-- START Data entries --

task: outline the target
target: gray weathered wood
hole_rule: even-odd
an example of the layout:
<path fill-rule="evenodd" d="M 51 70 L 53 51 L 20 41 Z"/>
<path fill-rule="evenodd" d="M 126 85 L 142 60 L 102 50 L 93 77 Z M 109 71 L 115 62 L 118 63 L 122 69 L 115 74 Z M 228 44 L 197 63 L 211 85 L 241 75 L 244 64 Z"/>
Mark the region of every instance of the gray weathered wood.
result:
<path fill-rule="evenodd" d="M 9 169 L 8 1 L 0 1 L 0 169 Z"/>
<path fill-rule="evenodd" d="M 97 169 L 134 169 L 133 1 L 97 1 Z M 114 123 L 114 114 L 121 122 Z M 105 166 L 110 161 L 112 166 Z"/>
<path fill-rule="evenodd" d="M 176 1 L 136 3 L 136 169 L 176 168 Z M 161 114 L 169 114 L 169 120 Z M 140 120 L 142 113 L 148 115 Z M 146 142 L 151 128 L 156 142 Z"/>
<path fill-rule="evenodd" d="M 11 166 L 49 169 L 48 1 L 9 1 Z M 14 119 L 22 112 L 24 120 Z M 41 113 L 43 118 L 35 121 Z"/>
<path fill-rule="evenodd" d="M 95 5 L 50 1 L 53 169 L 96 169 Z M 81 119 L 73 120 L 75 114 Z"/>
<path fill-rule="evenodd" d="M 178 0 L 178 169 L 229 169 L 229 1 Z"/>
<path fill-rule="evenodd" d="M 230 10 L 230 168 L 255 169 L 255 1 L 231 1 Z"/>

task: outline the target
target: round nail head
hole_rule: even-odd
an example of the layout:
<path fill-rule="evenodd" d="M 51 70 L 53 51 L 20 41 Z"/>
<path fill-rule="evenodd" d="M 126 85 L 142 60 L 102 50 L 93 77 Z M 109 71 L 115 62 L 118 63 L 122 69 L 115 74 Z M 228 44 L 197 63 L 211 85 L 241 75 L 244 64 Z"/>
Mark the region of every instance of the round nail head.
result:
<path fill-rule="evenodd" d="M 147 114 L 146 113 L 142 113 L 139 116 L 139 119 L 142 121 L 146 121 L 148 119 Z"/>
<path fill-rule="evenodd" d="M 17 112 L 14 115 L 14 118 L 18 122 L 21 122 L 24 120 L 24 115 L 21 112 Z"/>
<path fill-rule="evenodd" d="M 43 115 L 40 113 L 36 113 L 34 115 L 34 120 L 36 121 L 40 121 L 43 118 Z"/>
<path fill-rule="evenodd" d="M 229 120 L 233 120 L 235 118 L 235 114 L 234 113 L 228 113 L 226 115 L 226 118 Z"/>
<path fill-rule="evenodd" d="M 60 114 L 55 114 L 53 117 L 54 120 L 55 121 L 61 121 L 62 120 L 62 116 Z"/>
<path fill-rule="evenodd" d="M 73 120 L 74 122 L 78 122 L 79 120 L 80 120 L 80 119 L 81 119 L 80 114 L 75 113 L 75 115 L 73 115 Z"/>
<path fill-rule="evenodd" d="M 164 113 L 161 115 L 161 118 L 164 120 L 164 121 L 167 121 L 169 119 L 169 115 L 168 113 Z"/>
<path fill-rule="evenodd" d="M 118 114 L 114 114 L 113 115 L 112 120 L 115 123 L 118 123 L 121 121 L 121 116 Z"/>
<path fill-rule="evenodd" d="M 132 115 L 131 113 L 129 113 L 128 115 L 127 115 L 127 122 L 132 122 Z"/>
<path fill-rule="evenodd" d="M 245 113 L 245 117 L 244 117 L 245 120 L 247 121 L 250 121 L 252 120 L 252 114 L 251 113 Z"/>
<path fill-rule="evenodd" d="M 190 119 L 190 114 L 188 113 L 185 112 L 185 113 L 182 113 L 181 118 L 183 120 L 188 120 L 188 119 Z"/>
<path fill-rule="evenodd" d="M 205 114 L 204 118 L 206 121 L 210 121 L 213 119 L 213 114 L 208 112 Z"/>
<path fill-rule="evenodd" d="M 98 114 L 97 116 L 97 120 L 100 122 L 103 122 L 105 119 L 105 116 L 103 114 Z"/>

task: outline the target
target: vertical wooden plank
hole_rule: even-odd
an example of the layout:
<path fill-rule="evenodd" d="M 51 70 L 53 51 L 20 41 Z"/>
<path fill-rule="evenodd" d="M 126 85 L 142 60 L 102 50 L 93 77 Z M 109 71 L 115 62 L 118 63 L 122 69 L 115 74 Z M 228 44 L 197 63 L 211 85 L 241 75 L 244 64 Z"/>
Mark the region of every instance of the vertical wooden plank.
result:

-- END Data entries --

Reproduce the entries above in full by retyping them exactly.

Response for this exercise →
task: outline the target
target: gray weathered wood
hole_rule: even-odd
an example of the layout:
<path fill-rule="evenodd" d="M 51 70 L 53 51 L 20 41 Z"/>
<path fill-rule="evenodd" d="M 126 85 L 142 60 L 102 50 L 93 77 Z M 109 71 L 115 62 L 118 63 L 122 69 L 115 74 Z M 228 44 L 197 63 L 211 85 L 241 75 L 244 64 Z"/>
Mark the region of every instance of the gray weathered wood.
result:
<path fill-rule="evenodd" d="M 9 169 L 8 1 L 0 1 L 0 169 Z"/>
<path fill-rule="evenodd" d="M 97 169 L 134 169 L 133 1 L 97 1 Z M 114 123 L 114 114 L 121 122 Z M 105 166 L 110 161 L 112 166 Z"/>
<path fill-rule="evenodd" d="M 176 1 L 136 3 L 136 169 L 176 168 Z M 161 114 L 169 114 L 169 120 Z M 140 120 L 142 113 L 148 115 Z M 146 142 L 151 128 L 156 142 Z"/>
<path fill-rule="evenodd" d="M 11 166 L 49 169 L 48 1 L 9 1 Z M 14 119 L 22 112 L 24 120 Z M 41 113 L 43 118 L 35 121 Z"/>
<path fill-rule="evenodd" d="M 95 5 L 50 1 L 53 169 L 96 169 Z M 81 119 L 73 120 L 75 114 Z"/>
<path fill-rule="evenodd" d="M 178 0 L 178 169 L 229 169 L 229 1 Z"/>
<path fill-rule="evenodd" d="M 230 10 L 230 168 L 255 169 L 255 1 L 231 1 Z"/>

task: outline the target
target: round nail head
hole_rule: even-odd
an example of the layout:
<path fill-rule="evenodd" d="M 51 70 L 53 51 L 20 41 Z"/>
<path fill-rule="evenodd" d="M 126 85 L 142 60 L 102 50 L 93 77 Z M 109 71 L 115 62 L 118 63 L 122 69 L 115 74 Z M 228 44 L 197 63 L 211 85 L 241 75 L 244 64 Z"/>
Mark the region of every instance of the round nail head.
result:
<path fill-rule="evenodd" d="M 147 114 L 146 113 L 142 113 L 139 116 L 139 119 L 142 121 L 146 121 L 148 119 Z"/>
<path fill-rule="evenodd" d="M 17 112 L 14 115 L 14 118 L 18 122 L 21 122 L 24 120 L 24 115 L 21 112 Z"/>
<path fill-rule="evenodd" d="M 43 115 L 40 113 L 36 113 L 34 115 L 34 120 L 36 121 L 40 121 L 43 118 Z"/>
<path fill-rule="evenodd" d="M 229 120 L 233 120 L 235 118 L 235 114 L 234 113 L 228 113 L 226 115 L 226 118 Z"/>
<path fill-rule="evenodd" d="M 60 114 L 55 114 L 53 117 L 54 120 L 55 121 L 61 121 L 62 120 L 62 116 Z"/>
<path fill-rule="evenodd" d="M 73 120 L 74 122 L 78 122 L 79 120 L 80 120 L 80 119 L 81 119 L 80 114 L 75 113 L 75 115 L 73 115 Z"/>
<path fill-rule="evenodd" d="M 164 113 L 161 115 L 161 118 L 164 120 L 164 121 L 167 121 L 169 119 L 169 115 L 168 113 Z"/>
<path fill-rule="evenodd" d="M 118 114 L 114 114 L 113 115 L 112 120 L 115 123 L 118 123 L 121 121 L 121 116 Z"/>
<path fill-rule="evenodd" d="M 132 115 L 131 113 L 129 113 L 128 115 L 127 115 L 127 122 L 132 122 Z"/>
<path fill-rule="evenodd" d="M 245 113 L 245 117 L 244 117 L 245 120 L 247 121 L 250 121 L 252 120 L 252 114 L 251 113 Z"/>
<path fill-rule="evenodd" d="M 190 119 L 190 114 L 188 113 L 185 112 L 185 113 L 182 113 L 181 118 L 183 120 L 188 120 L 188 119 Z"/>
<path fill-rule="evenodd" d="M 205 114 L 204 118 L 206 121 L 210 121 L 213 119 L 213 114 L 208 112 Z"/>
<path fill-rule="evenodd" d="M 98 114 L 97 116 L 97 120 L 100 122 L 103 122 L 105 119 L 105 116 L 103 114 Z"/>

task: outline the target
target: vertical wooden plank
hole_rule: even-odd
an example of the layout:
<path fill-rule="evenodd" d="M 51 70 L 53 51 L 20 41 Z"/>
<path fill-rule="evenodd" d="M 126 85 L 142 60 L 102 50 L 93 77 Z M 109 71 L 115 62 L 118 63 L 122 69 L 115 74 Z M 228 44 L 197 63 L 211 85 L 241 75 L 244 64 Z"/>
Mark the region of every instance of the vertical wooden plank.
result:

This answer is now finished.